Texto fornecido:
Virámos a cabeça e parámos as bicicletas. Não é possível…
Tinha acabado de fazer uma viagem pela Tailândia, “Sawadika” foi a palavra que mais ouvi e repeti vezes sem conta, significa: Olá.
Atalhando, convidaram-nos a entrar, ofereceram-nos uma Singha Beer, ( fabricada na Tailândia-não sei como a tinham!) e estivemos à conversa, ou melhor, fomos juntando palavras, em inglês, português e tailandês.
Despedimo-nos com um sorriso e um “Kop Khun Krap”, que é como quem diz, Obrigado!
Incrédulos com este “momento de Tailândia” em pleno Baixo Alentejo, orgulhosos pela diversidade cultural a que o nosso país se permitia, seguimos viagem pelo nosso Paraíso.
Os anfitriões, eram naturalmente trabalhadores das estufas. O começo da primeira vaga de imigrantes asiáticos para os campos agrícolas da costa alentejana.
Ao princípio e apesar do plástico, confortava-me pensar que o negócio iria trazer riqueza à região, bem-estar a quem lá vive e que os campos deixariam de estar ao abandono. Ano após ano, as estufas foram surgindo, qual cogumelos. Depois, naquelas estradas e caminhos, viam-se a pé ou de bicicleta, cada vez mais trabalhadores imigrantes que iam e vinham da jorna. Agora são às dezenas os autocarros das empresas agrícolas com que me cruzo, apinhados de trabalhadores. Passam por mim “a abrir” porque as framboesas e as alfaces não podem esperar, coitadas. Deixam para trás uma nuvem de pó que me tira a visão, como que a querer fazer-me esquecer que existem. É impossível não ver, é impossível não perceber o que ali se passa e o que pode vir a acontecer.
Não me atirem poeira para os olhos! Até porque agora já não sou só eu… São os olhos do Costa, do Marcelo, dos ministros, da Assembleia e do país inteiro porque “deu nas notícias”.
E o que fazem eles? Cercas sanitárias, requisições civis, legislação avulsa, promessas vãs, notícias sensacionalistas. Acordam com o COVID, entram em cena qual bulldozers e saem com paninhos quentes. “Que isto não volte a acontecer, já fiscalizámos, tomem lá uns contentores, escondam–nos aí na propriedade e agora vou ali voltar para a cidade que já se faz tarde!”
E quem lá fica?
Os imigrantes que vão continuar a chegar, as empresas que os contratam ao preço da chuva e que não se importam de atentar contra o ambiente por mais uns milhões, e que ainda por cima, na grande maioria pouco ou nada contribuem para o país por não terem sede fiscal em Portugal. As máfias exploradoras que tratam pessoas como coisas e que estão neste momento a comprar casas e lojas para conseguirem mais vistos de residência. E as famílias que toda a vida lá moraram e o Parque Natural?

Dados extraídos:

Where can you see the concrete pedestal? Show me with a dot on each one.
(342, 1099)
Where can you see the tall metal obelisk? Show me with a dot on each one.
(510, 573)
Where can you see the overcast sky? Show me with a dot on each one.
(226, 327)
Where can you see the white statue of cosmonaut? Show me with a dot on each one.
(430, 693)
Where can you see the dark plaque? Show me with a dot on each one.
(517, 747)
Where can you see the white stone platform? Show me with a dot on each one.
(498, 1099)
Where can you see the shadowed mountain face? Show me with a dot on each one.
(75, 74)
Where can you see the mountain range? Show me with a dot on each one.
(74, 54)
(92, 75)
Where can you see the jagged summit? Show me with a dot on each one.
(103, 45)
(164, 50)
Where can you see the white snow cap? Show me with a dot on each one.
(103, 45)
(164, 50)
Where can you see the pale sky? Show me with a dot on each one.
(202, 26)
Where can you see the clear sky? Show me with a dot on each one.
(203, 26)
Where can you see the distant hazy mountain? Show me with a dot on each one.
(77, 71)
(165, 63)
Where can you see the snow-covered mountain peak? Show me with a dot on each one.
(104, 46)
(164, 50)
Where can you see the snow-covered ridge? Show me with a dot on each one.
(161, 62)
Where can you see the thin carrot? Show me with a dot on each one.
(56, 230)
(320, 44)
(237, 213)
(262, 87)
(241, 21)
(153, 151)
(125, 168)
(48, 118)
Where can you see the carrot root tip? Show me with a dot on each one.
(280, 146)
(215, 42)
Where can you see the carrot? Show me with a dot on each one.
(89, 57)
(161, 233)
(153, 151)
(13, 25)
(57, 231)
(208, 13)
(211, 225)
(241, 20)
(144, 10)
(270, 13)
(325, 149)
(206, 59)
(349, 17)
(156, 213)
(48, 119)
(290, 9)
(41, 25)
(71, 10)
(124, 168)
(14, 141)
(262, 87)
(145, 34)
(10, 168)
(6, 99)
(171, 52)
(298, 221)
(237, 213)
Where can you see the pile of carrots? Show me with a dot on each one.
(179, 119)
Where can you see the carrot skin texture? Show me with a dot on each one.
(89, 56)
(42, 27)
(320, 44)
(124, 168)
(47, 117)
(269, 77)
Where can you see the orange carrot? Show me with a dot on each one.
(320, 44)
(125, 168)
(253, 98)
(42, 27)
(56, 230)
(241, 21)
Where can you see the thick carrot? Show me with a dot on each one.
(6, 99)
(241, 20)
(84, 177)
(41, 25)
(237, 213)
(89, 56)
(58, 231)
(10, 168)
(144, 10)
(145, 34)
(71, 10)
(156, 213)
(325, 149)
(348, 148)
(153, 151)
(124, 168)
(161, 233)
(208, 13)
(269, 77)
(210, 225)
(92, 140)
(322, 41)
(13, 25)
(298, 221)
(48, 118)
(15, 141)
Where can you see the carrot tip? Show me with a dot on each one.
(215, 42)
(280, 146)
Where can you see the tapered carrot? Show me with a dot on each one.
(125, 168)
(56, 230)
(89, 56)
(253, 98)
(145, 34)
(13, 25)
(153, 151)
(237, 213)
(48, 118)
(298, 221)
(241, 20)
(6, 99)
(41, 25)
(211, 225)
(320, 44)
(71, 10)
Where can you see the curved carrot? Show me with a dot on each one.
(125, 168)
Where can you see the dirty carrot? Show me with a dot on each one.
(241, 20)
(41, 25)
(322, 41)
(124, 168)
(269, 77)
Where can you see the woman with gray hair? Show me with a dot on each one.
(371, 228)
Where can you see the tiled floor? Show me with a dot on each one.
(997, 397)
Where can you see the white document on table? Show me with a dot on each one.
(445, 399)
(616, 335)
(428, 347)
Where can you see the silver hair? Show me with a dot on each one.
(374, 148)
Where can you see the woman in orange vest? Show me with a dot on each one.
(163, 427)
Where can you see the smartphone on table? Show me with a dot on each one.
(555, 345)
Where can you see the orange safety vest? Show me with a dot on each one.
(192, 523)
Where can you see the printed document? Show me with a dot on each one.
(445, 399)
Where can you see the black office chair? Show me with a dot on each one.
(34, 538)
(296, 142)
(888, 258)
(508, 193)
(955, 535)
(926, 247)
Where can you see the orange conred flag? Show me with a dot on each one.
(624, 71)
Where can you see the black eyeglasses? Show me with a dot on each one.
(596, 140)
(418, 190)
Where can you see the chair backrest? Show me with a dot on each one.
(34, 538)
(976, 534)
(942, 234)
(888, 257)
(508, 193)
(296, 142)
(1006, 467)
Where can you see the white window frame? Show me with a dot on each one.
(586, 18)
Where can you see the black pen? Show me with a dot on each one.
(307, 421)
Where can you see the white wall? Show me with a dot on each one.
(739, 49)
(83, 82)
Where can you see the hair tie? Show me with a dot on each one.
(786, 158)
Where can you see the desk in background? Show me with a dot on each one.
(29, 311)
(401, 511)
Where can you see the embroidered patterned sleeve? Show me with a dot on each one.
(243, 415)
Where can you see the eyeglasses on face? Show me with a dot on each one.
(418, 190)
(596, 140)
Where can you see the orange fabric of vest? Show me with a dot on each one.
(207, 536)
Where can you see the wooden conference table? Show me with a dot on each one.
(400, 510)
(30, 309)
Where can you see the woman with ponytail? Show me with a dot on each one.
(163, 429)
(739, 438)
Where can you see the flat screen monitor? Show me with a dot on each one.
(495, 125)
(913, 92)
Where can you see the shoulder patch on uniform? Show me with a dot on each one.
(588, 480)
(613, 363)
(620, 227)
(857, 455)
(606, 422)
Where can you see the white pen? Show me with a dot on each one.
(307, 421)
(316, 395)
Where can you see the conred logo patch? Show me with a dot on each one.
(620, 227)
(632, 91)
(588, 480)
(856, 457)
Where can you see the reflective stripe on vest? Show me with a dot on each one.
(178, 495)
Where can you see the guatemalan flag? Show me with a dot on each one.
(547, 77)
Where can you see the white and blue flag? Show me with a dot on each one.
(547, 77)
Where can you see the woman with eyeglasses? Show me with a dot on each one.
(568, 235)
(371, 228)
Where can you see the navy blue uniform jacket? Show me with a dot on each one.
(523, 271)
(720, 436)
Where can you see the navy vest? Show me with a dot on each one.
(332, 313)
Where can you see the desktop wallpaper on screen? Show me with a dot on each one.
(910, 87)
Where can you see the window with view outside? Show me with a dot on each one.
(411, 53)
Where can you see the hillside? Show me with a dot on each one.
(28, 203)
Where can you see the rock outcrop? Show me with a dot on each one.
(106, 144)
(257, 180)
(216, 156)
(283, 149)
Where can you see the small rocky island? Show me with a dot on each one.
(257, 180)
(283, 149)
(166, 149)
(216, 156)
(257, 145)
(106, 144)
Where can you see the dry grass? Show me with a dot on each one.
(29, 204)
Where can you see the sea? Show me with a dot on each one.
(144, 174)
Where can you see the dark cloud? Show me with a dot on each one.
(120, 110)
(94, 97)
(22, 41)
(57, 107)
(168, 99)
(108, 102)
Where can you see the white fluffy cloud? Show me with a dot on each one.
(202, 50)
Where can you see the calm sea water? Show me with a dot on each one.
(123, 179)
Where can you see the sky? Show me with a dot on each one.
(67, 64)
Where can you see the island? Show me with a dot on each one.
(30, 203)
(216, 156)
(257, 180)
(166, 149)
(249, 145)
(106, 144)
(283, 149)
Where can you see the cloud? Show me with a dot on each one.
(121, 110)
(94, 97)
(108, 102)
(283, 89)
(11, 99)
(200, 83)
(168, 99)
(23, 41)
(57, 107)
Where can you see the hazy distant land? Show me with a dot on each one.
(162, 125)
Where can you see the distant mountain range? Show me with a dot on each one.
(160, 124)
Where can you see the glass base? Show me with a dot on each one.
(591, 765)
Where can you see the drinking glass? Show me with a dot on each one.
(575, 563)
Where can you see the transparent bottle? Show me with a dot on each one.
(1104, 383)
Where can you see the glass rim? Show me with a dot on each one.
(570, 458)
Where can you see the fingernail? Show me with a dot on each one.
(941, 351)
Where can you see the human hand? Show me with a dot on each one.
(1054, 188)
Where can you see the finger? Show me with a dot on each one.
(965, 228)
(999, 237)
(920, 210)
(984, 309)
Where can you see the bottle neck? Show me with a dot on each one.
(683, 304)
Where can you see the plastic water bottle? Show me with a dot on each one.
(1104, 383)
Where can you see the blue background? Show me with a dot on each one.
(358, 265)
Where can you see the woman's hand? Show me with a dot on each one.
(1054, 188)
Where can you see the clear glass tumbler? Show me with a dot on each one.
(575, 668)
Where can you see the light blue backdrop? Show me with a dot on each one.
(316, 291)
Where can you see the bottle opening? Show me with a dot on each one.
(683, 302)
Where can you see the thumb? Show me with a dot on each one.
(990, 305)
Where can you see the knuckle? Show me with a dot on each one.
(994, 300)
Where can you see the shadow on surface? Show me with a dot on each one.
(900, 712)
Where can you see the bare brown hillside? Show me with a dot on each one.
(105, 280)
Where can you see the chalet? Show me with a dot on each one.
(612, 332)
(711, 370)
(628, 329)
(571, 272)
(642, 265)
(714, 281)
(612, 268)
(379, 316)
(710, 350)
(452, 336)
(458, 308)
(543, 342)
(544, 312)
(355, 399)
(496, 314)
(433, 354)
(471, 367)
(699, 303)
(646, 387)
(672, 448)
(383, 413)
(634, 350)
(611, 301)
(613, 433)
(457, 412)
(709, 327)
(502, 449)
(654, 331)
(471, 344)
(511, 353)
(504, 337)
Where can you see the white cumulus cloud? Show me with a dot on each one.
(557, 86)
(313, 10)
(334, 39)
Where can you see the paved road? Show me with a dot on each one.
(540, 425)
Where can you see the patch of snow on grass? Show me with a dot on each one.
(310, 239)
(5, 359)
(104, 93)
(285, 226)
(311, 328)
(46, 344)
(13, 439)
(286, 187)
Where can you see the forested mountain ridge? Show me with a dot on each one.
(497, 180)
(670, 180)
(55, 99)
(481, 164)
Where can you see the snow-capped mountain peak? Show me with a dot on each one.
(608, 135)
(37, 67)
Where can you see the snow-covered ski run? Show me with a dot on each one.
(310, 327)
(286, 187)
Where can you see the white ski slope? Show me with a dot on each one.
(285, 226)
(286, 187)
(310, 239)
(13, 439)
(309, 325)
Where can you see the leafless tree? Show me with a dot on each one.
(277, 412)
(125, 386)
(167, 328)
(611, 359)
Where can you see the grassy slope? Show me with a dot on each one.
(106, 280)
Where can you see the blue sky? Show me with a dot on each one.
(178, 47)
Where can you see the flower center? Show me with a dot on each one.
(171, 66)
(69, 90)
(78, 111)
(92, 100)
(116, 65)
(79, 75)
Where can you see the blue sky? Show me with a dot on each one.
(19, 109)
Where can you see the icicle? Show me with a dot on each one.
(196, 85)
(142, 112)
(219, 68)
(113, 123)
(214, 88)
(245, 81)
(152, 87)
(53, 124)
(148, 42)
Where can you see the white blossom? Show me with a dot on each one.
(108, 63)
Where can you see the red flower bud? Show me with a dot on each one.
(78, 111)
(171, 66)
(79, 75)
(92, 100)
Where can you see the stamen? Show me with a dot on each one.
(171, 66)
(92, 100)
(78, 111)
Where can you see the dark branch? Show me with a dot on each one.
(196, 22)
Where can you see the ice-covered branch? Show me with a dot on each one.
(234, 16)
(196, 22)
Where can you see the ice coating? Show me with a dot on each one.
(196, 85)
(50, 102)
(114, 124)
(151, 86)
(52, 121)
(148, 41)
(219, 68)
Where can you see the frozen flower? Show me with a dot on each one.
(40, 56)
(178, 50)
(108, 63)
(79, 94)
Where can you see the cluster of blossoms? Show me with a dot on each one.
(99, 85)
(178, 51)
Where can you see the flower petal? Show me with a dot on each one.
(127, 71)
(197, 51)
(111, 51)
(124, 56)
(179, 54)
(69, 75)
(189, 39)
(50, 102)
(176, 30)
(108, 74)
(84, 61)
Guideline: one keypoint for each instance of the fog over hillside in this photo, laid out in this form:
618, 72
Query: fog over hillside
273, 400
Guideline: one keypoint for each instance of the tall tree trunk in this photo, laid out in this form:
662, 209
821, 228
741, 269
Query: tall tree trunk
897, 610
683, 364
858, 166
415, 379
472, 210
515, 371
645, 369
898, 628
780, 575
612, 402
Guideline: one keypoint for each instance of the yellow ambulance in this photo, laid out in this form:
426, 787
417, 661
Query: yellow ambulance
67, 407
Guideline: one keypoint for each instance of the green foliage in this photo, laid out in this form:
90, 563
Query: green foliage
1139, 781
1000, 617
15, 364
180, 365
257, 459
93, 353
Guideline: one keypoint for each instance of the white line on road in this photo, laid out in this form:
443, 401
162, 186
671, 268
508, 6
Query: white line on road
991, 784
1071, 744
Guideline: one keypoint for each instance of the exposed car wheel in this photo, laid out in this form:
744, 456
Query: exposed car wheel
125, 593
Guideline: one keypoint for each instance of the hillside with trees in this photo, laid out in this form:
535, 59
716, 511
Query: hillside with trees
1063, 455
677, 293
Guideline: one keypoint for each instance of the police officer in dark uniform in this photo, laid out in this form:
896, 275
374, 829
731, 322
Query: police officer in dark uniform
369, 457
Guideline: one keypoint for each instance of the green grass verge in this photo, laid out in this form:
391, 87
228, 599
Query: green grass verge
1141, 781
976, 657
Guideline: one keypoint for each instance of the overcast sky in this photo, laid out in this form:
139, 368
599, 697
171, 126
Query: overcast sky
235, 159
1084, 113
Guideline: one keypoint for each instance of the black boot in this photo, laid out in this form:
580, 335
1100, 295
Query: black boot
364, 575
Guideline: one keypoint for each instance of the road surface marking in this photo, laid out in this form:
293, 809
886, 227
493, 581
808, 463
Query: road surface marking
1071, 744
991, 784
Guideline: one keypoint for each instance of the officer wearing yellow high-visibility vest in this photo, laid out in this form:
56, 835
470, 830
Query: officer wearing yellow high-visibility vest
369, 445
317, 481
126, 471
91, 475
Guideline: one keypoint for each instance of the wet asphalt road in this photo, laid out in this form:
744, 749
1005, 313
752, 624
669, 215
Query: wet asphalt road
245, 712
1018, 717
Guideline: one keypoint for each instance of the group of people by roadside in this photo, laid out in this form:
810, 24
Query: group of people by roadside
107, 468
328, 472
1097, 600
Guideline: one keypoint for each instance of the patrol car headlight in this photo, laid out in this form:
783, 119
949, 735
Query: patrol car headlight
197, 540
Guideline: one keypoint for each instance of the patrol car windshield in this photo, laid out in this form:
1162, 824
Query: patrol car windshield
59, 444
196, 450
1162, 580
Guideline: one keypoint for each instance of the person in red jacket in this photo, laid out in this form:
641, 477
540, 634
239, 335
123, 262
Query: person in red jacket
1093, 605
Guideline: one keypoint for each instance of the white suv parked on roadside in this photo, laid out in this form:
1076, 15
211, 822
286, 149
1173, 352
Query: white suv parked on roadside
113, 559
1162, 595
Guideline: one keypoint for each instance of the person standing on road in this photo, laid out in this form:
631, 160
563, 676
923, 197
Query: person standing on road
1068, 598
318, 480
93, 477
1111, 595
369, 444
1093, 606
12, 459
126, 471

Instruções de trabalho:
A. No texto sobre as estufas e os imigrantes no Alentejo, quem eram os anfitriões que ofereceram a Singha Beer?
B. Prossiga o texto sobre as estufas e os imigrantes no Alentejo a partir da última frase apresentada.

Respostas:
A. Eram trabalhadores das estufas, o começo da primeira vaga de imigrantes asiáticos para os campos agrícolas da costa alentejana.

B.
Os imigrantes e o COVID são apenas a espuma de uma onda maior que está para vir. As freguesias de São Teotónio e Longueira-Almograve são uma bomba relógio social e ambiental.
Talvez fosse bom pensar-se um pouco mais a fundo, digo eu. E se em vez de bloquearem as estradas bloqueassem o tráfico de pessoas? Se em vez de permitirem a construção de mais estufas (está previsto e aprovado que a área de cultivo intensivo seja aumentada em 3vezes mais, 3 VEZES MAIS!?) protegessem o Parque Natural e acautelassem os recursos Hídricos? A “paisagem protegida” deixou de o ser, a água está a esgotar-se. Das habitações marcadas antigamente em zona de cheias vê-se agora um ténue fio de água que corre apenas no inverno. Para as praias selvagens e paradisíacas escorrem todos os químicos e pesticidas que as estufas não comportam mais.
À população do maior concelho do país, tiraram os transportes, o acesso aos cuidados de saúde (o Hospital mais próximo fica a mais de uma hora) e agora também lhes tiram a água e contaminam-lhes os solos, quando o território é aquilo que mais prezam?
Os imigrantes, também eles, fazem hoje parte deste território chamado Costa Alentejana. Precisam de ser acarinhados, sentirem-se seguros e em casa, no país que agora é o seu. Ainda bem que vieram à luz do dia as condições miseráveis em que vivem, para que possam ser ajudados.
Estão na ordem do dia, merecem ser tratados com todo o respeito e dignidade mas podemos pensar em todos?
A comunidade de Odemira sente-se agora ainda mais excluída, eles que até há pouco tempo só tinham visto homens de turbante nos filmes, que não percebem porque lhes olham para as filhas, que se perguntam como chegam até cá e porque as mulheres tomam banho vestidas?
Alguém pode explicar o que se passa no Paraíso?